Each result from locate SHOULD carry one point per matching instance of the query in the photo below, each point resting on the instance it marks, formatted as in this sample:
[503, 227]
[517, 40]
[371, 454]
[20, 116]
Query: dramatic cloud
☆ ☆ ☆
WHAT YOU SHOULD DO
Copy the entries above line for line, leaving every word, number, and mark unchanged.

EXPECTED ANSWER
Each result from locate SHOULD carry one point per matching instance of the query in the photo below, each point resting on the instance it marks, formatted as in this sample:
[503, 227]
[517, 40]
[371, 454]
[20, 116]
Query: dramatic cloud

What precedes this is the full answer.